(Records from a dataset)

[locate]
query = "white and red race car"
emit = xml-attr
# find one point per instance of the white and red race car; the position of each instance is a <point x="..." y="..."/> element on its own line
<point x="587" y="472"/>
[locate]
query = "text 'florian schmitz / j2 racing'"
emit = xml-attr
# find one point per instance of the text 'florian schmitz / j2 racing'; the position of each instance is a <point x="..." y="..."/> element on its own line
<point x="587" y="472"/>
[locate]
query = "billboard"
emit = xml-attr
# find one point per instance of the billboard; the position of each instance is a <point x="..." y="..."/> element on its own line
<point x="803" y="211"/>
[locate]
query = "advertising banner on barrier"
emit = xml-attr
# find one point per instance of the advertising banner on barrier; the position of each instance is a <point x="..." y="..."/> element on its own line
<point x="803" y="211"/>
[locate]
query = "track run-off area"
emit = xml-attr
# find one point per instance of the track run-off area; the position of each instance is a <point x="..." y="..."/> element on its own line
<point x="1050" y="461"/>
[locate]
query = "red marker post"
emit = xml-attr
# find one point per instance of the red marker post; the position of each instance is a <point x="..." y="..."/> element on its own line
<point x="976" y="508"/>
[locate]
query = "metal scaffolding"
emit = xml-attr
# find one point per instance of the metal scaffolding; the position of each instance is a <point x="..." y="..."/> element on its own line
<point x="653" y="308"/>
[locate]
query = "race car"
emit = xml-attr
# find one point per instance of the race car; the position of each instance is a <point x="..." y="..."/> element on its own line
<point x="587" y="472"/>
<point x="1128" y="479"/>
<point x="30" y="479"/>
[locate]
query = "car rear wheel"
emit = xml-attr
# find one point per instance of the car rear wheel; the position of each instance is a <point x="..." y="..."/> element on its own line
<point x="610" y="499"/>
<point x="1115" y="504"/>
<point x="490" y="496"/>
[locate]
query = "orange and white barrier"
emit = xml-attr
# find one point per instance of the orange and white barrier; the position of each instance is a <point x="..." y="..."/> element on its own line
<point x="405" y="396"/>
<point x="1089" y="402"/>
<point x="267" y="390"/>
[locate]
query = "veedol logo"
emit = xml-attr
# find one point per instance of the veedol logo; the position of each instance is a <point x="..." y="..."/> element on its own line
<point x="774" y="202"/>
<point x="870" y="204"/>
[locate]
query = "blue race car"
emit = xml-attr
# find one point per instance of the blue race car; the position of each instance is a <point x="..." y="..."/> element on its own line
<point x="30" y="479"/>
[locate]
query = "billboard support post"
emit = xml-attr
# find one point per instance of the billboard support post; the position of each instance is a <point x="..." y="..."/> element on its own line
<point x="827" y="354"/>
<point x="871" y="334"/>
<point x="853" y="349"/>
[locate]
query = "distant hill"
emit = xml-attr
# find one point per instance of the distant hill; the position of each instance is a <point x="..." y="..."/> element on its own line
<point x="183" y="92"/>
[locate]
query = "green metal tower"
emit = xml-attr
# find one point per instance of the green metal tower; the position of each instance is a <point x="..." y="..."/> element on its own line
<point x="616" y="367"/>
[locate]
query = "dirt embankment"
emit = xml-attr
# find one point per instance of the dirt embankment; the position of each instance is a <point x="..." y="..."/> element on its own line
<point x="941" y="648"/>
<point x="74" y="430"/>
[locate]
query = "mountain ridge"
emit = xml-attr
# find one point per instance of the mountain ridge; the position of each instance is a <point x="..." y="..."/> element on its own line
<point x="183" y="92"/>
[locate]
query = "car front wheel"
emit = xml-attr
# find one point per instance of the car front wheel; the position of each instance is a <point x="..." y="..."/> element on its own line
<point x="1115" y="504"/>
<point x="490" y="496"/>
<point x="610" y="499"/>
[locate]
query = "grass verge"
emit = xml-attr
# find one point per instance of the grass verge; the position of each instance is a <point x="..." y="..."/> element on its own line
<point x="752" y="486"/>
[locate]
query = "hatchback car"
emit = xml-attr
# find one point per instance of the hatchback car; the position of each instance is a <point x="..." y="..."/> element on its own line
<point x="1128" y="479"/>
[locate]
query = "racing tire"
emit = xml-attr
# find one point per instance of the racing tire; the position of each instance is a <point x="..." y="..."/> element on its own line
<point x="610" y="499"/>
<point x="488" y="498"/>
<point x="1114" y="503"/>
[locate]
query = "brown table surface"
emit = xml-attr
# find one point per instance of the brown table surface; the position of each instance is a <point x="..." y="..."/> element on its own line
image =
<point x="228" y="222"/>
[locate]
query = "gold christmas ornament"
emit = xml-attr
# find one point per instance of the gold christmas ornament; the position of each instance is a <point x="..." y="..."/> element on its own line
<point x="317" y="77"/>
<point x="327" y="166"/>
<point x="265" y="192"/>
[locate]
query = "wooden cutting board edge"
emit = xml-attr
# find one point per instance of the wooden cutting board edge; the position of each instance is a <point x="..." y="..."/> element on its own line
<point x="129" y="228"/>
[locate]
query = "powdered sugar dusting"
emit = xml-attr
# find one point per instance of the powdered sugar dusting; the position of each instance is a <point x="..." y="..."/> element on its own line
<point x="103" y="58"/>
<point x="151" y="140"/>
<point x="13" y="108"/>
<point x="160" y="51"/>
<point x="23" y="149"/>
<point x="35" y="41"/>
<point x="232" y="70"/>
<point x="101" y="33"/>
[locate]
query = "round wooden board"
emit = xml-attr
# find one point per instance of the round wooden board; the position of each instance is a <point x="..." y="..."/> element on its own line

SET PROBLEM –
Repeat every record, exactly as written.

TASK RESULT –
[locate]
query = "white and red race car"
emit = xml-attr
# find one point per instance of the white and red race car; the position of each instance is a <point x="..." y="..."/> element on its own line
<point x="587" y="472"/>
[locate]
query = "text 'florian schmitz / j2 racing'"
emit = xml-attr
# find one point per instance of the text 'florian schmitz / j2 racing'; the position of each instance is a <point x="..." y="..."/> element on its own line
<point x="587" y="472"/>
[locate]
query = "billboard"
emit = xml-attr
# find one point per instance of the billboard; the position of each instance is a <point x="..." y="..."/> element on its own line
<point x="803" y="211"/>
[locate]
query = "advertising banner on barrier"
emit = xml-attr
# find one point per instance of the advertising banner on barrier; the position of each instance is a <point x="..." y="..."/> element on its own line
<point x="803" y="211"/>
[locate]
query = "track run-off area"
emit = xml-attr
# find one point per instance of the track run-off area; the position of each instance is a <point x="..." y="..."/> element on its own line
<point x="1050" y="461"/>
[locate]
query = "red marker post"
emit = xml-attr
# find one point per instance of the red marker post; the position of each instance is a <point x="..." y="..."/> element on its own line
<point x="976" y="508"/>
[locate]
query = "metal scaffolding"
emit = xml-attr
# find one point per instance of the metal scaffolding; the position of each instance is a <point x="..." y="..."/> element on its own line
<point x="653" y="308"/>
[locate]
query = "race car"
emit = xml-attr
# find one point per instance of the race car; the position of each instance is a <point x="..." y="..."/> element on its own line
<point x="587" y="472"/>
<point x="1128" y="479"/>
<point x="30" y="479"/>
[locate]
query = "car rear wheel"
emit = xml-attr
# find one point per instance of the car rear wheel; the position of each instance is a <point x="..." y="..."/> element on its own line
<point x="610" y="499"/>
<point x="1115" y="504"/>
<point x="490" y="496"/>
[locate]
query = "orange and white barrier"
emit = xml-attr
# find one point per instance of the orange and white barrier; the position of each instance is a <point x="..." y="..."/> element on its own line
<point x="405" y="396"/>
<point x="1089" y="402"/>
<point x="267" y="390"/>
[locate]
query = "veedol logo"
emit = xml-attr
# find one point per instance of the veedol logo; the position of each instance is a <point x="..." y="..."/> element on its own line
<point x="774" y="202"/>
<point x="870" y="204"/>
[locate]
query = "blue race car"
emit = xml-attr
# find one point per instance of the blue race car; the position of each instance is a <point x="..." y="..."/> element on its own line
<point x="30" y="479"/>
[locate]
query = "billboard support post"
emit = xml-attr
# find one point per instance of the billboard support post; the position of each instance is a <point x="..." y="..."/> element on its own line
<point x="827" y="354"/>
<point x="871" y="334"/>
<point x="853" y="349"/>
[locate]
query = "distant hill"
emit = xml-attr
# find one point per instance of the distant hill; the position of each instance is a <point x="..." y="..."/> element on its own line
<point x="183" y="92"/>
[locate]
query = "green metal tower"
emit = xml-attr
# find one point per instance of the green metal tower; the position of each instance is a <point x="..." y="..."/> element on its own line
<point x="616" y="367"/>
[locate]
query = "dirt embankment"
emit = xml-attr
# find one point per instance of the dirt embankment; the position of each instance is a <point x="..." y="..."/> element on its own line
<point x="941" y="648"/>
<point x="74" y="430"/>
[locate]
query = "mountain ridge"
emit = xml-attr
# find one point per instance of the mountain ridge; the position of each instance is a <point x="..." y="..."/> element on its own line
<point x="183" y="92"/>
[locate]
query = "car front wheel"
emit = xml-attr
# find one point per instance of the car front wheel; the position of each instance is a <point x="..." y="..."/> element on its own line
<point x="1115" y="504"/>
<point x="490" y="496"/>
<point x="610" y="499"/>
[locate]
query = "grass verge"
emit = xml-attr
# find one point per instance of the grass verge; the position of each instance is a <point x="..." y="..."/> element on its own line
<point x="752" y="486"/>
[locate]
query = "hatchback car"
emit = xml-attr
# find one point per instance of the hatchback car; the position of each instance is a <point x="..." y="..."/> element on its own line
<point x="1128" y="479"/>
[locate]
query = "racing tire"
emit = xml-attr
# find one point per instance of the racing tire; the position of each instance is a <point x="..." y="..."/> element on its own line
<point x="610" y="499"/>
<point x="488" y="498"/>
<point x="1114" y="503"/>
[locate]
query = "brown table surface"
emit = xml-attr
# find one point per instance of the brown table surface; the position of each instance is a <point x="..." y="..."/> element on its own line
image =
<point x="228" y="222"/>
[locate]
query = "gold christmas ornament"
emit = xml-attr
# find one point per instance of the gold christmas ornament; the position of each instance is a <point x="..." y="..."/> element on its own line
<point x="317" y="77"/>
<point x="327" y="166"/>
<point x="265" y="192"/>
[locate]
query = "wooden cutting board edge"
emit = xml-attr
# find one point per instance of the wooden cutting board edge; the position of each instance is a <point x="..." y="..."/> element on its own line
<point x="129" y="228"/>
[locate]
query = "powdered sugar dusting"
emit = xml-attr
# find one point per instance of the powdered sugar dusting; the position of each instance is a <point x="..." y="..."/> element on its own line
<point x="103" y="58"/>
<point x="151" y="140"/>
<point x="13" y="108"/>
<point x="160" y="51"/>
<point x="23" y="149"/>
<point x="35" y="41"/>
<point x="232" y="70"/>
<point x="101" y="33"/>
[locate]
query = "round wooden board"
emit = xml-attr
# find one point per instance of the round wooden board; the position of each instance is a <point x="..." y="..."/> element on its own line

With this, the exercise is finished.